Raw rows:
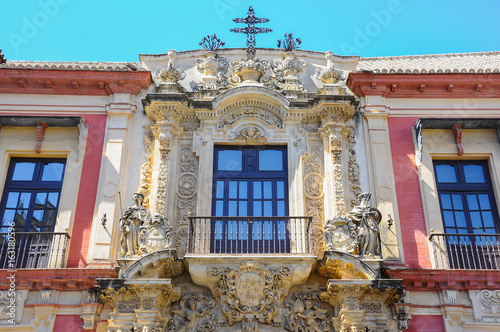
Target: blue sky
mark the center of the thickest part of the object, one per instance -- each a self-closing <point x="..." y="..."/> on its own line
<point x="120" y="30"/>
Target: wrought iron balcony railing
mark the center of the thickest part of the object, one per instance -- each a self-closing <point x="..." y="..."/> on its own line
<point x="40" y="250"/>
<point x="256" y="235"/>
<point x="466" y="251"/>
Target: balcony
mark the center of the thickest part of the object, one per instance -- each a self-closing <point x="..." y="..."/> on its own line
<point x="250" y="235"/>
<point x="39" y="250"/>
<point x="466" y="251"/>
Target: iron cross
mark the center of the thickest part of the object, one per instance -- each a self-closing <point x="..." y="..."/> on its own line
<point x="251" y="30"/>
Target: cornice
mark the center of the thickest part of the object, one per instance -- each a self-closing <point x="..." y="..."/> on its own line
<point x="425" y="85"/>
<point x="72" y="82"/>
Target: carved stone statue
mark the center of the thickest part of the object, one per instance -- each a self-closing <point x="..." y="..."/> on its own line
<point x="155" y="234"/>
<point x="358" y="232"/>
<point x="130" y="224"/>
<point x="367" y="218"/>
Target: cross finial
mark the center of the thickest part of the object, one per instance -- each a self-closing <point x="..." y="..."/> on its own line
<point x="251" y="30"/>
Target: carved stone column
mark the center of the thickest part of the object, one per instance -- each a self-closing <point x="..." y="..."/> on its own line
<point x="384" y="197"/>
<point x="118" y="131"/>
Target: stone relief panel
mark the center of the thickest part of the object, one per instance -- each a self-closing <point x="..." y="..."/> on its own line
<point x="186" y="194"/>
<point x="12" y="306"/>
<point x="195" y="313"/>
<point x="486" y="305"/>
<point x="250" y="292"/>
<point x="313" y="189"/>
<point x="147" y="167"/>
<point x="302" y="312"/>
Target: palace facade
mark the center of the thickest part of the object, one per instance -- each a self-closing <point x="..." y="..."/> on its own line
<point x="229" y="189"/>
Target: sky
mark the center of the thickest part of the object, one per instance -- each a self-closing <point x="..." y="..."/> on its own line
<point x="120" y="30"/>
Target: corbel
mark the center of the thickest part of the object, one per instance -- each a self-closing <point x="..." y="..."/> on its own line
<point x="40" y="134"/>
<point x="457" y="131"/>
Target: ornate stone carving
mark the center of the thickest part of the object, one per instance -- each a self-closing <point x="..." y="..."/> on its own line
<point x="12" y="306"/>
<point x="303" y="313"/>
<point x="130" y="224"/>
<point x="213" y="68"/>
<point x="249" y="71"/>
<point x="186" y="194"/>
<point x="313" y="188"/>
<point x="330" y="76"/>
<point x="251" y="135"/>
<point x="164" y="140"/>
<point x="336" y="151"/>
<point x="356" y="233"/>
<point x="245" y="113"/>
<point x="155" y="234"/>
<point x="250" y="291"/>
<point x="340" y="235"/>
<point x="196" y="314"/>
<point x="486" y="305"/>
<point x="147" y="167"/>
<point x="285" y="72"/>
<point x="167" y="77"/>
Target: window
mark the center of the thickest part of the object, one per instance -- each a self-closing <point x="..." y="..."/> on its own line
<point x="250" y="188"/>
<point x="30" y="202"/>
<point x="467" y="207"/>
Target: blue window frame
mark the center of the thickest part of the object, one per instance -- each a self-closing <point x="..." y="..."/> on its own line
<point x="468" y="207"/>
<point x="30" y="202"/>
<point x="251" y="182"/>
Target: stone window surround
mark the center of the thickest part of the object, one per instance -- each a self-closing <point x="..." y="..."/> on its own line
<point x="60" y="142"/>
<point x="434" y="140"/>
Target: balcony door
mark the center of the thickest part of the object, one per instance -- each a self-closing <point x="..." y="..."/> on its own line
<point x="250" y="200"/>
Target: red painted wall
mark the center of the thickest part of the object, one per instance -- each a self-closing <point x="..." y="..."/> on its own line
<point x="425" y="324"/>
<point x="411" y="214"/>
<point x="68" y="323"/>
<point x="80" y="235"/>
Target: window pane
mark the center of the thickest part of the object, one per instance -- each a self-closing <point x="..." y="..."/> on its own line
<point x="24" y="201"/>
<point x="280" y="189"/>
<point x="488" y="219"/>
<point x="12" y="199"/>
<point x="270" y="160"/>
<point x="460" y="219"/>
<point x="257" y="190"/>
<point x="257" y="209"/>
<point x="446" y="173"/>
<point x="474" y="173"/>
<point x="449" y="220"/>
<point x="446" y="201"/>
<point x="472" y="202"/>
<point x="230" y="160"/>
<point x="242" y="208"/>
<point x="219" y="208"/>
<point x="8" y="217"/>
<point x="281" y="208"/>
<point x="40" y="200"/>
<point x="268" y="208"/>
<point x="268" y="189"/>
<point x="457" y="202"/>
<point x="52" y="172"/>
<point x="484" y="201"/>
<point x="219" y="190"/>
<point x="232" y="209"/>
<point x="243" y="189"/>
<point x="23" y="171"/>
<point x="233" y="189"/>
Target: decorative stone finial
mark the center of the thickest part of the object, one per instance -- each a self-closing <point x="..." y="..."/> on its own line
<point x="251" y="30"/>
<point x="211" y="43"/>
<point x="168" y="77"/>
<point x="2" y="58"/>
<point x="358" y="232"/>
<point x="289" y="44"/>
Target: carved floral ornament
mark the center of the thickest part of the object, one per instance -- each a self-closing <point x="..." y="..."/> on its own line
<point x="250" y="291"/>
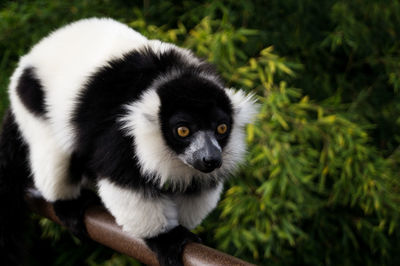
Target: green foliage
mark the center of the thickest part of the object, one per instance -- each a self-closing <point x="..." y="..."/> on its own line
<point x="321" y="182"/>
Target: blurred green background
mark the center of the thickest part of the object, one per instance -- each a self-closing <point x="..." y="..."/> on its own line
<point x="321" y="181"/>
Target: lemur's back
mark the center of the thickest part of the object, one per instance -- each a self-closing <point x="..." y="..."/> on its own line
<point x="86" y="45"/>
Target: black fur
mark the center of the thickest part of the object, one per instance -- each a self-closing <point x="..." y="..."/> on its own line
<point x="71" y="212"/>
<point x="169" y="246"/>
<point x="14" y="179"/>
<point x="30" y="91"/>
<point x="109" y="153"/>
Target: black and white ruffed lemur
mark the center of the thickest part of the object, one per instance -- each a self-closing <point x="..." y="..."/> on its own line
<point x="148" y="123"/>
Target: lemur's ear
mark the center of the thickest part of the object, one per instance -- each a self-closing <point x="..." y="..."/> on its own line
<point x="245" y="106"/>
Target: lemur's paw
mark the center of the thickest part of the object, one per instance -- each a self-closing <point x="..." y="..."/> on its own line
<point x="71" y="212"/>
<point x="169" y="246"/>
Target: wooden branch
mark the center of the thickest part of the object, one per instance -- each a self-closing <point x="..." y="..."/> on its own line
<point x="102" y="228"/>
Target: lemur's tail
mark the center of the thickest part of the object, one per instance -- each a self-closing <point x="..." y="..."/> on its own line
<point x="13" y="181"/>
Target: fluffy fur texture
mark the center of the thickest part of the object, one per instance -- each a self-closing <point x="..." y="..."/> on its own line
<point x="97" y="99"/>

Your instructions: Copy every row above verbatim, leaving out the pictures.

Exercise solution:
Target: blue sky
mark the center of the thickest part of the object, one per instance -- each a self-closing <point x="..." y="..."/> on its own line
<point x="120" y="30"/>
Target: wrought iron balcony railing
mark the center of the thickest part of the object, one per instance -- each a self-closing <point x="..." y="..."/> on its own line
<point x="40" y="250"/>
<point x="256" y="235"/>
<point x="466" y="251"/>
Target: balcony
mark the center of the thickest part of the object, one per instance -- each a self-closing <point x="..." y="..."/> on its own line
<point x="250" y="235"/>
<point x="39" y="250"/>
<point x="466" y="251"/>
Target: iron cross
mark the center of the thickest part of the object, one per instance -- each a self-closing <point x="..." y="..."/> on its own line
<point x="251" y="30"/>
Target: cornice
mark the center of the thickest part of the object, one per instance -- each a self-closing <point x="..." y="..."/> on its own line
<point x="425" y="85"/>
<point x="72" y="82"/>
Target: carved stone statue
mark the center of the thickest part of the object, one per instance -- each a self-closing <point x="..." y="..."/> on its own line
<point x="155" y="234"/>
<point x="358" y="232"/>
<point x="130" y="224"/>
<point x="367" y="218"/>
Target: cross finial
mark the center of the thickest part of the object, one per instance -- each a self-closing <point x="..." y="..."/> on its own line
<point x="251" y="30"/>
Target: carved stone column
mark the center of the thickest part of the object, one per instance -- each a self-closing <point x="..." y="..."/> on its own line
<point x="384" y="197"/>
<point x="118" y="131"/>
Target: stone relief panel
mark the center of the thickest part of the object, one per instance -- each a self-closing <point x="..." y="..."/> on its own line
<point x="186" y="194"/>
<point x="12" y="306"/>
<point x="195" y="313"/>
<point x="486" y="305"/>
<point x="250" y="292"/>
<point x="313" y="189"/>
<point x="147" y="167"/>
<point x="302" y="312"/>
Target: palace facade
mark the center of the thickest part of the object, one per instance -- each a self-closing <point x="..." y="..."/> on its own line
<point x="229" y="189"/>
Target: sky
mark the center of the thickest part of the object, one per instance -- each a self-closing <point x="..." y="..."/> on its own line
<point x="120" y="30"/>
Target: corbel
mark the center of the thickest part of the object, one per instance -- each a self-closing <point x="..." y="..."/> on its own line
<point x="40" y="134"/>
<point x="457" y="131"/>
Target: ornate stone carving
mark the center of the thickest part of the object, one per instance -- each a self-closing <point x="..." y="..."/> on its own line
<point x="12" y="306"/>
<point x="303" y="313"/>
<point x="130" y="224"/>
<point x="213" y="68"/>
<point x="249" y="71"/>
<point x="186" y="194"/>
<point x="313" y="188"/>
<point x="330" y="76"/>
<point x="251" y="135"/>
<point x="164" y="140"/>
<point x="336" y="151"/>
<point x="356" y="233"/>
<point x="245" y="113"/>
<point x="155" y="234"/>
<point x="250" y="291"/>
<point x="340" y="235"/>
<point x="196" y="314"/>
<point x="486" y="305"/>
<point x="147" y="167"/>
<point x="285" y="72"/>
<point x="167" y="77"/>
Target: window
mark the center of the thickest part of the object, one per instance -- each a self-closing <point x="..." y="..."/> on its own line
<point x="250" y="188"/>
<point x="30" y="202"/>
<point x="467" y="207"/>
Target: blue window frame
mark the center of the thickest part of the object, one per instance -- each a self-closing <point x="..." y="..."/> on its own line
<point x="468" y="207"/>
<point x="30" y="202"/>
<point x="251" y="182"/>
Target: stone window surround
mark the center of the thickest part of the object, one per instance -- each a self-closing <point x="..." y="..."/> on its own line
<point x="60" y="142"/>
<point x="434" y="140"/>
Target: balcony door
mark the center of the thickest part of the object, one per instance -- each a self-closing <point x="..." y="..."/> on its own line
<point x="250" y="200"/>
Target: red painted wall
mark the center of the thickest part of the object, one per instance -- each a self-closing <point x="..." y="..."/> on its own line
<point x="425" y="324"/>
<point x="411" y="214"/>
<point x="68" y="323"/>
<point x="80" y="235"/>
Target: window pane
mark the center of the thickest part of the object, one per instance -- each a self-closing <point x="..." y="..."/> on its own line
<point x="24" y="201"/>
<point x="280" y="189"/>
<point x="488" y="219"/>
<point x="12" y="199"/>
<point x="270" y="160"/>
<point x="460" y="219"/>
<point x="257" y="190"/>
<point x="257" y="209"/>
<point x="446" y="173"/>
<point x="474" y="173"/>
<point x="449" y="220"/>
<point x="446" y="201"/>
<point x="472" y="202"/>
<point x="230" y="160"/>
<point x="242" y="208"/>
<point x="219" y="208"/>
<point x="8" y="217"/>
<point x="281" y="208"/>
<point x="40" y="200"/>
<point x="268" y="208"/>
<point x="268" y="189"/>
<point x="457" y="202"/>
<point x="52" y="172"/>
<point x="484" y="201"/>
<point x="219" y="190"/>
<point x="232" y="209"/>
<point x="243" y="189"/>
<point x="23" y="171"/>
<point x="233" y="189"/>
Target: decorative stone finial
mark the center of the thickest part of the object, one per instance -- each a self-closing <point x="..." y="..."/> on its own line
<point x="251" y="30"/>
<point x="211" y="43"/>
<point x="168" y="77"/>
<point x="2" y="58"/>
<point x="358" y="232"/>
<point x="289" y="44"/>
Target: carved floral ornament
mark the center of the thickest part of the object, one per instance -- each a self-closing <point x="..." y="..."/> on its own line
<point x="250" y="291"/>
Target: green foliage
mark the center of the thickest part of the object, one per instance -- each a self-closing <point x="..." y="..."/> on its own line
<point x="321" y="182"/>
Target: blurred green background
mark the center of the thickest part of the object, one per instance -- each a self-closing <point x="..." y="..."/> on its own line
<point x="321" y="181"/>
Target: lemur's back
mark the center of the thickest part of the object, one per instance -- each a self-closing <point x="..." y="..."/> on its own line
<point x="86" y="45"/>
Target: black fur
mark the center of the thickest part of the object, one per instance -- each a self-closing <point x="..." y="..."/> on its own line
<point x="71" y="212"/>
<point x="169" y="246"/>
<point x="14" y="179"/>
<point x="30" y="91"/>
<point x="109" y="153"/>
Target: black and white ruffed lemur
mark the center of the thickest part of the object, one per instance -- each a self-closing <point x="..." y="..."/> on its own line
<point x="148" y="123"/>
Target: lemur's ear
mark the center of the thickest part of the object, one per instance -- each a self-closing <point x="..." y="..."/> on its own line
<point x="245" y="106"/>
Target: lemur's paw
mark the center of the thickest part of the object, one per instance -- each a self-closing <point x="..." y="..."/> on its own line
<point x="71" y="212"/>
<point x="169" y="246"/>
Target: wooden branch
mark the center of the thickest part of the object, one per instance -- each a self-closing <point x="..." y="..."/> on its own line
<point x="102" y="228"/>
Target: lemur's tail
mark the center of the thickest part of the object, one per instance -- each a self-closing <point x="..." y="..."/> on its own line
<point x="13" y="181"/>
Target: fluffy fur texture
mark the center of the thickest part of the object, one per instance -- each a self-closing <point x="..." y="..."/> on its own line
<point x="97" y="99"/>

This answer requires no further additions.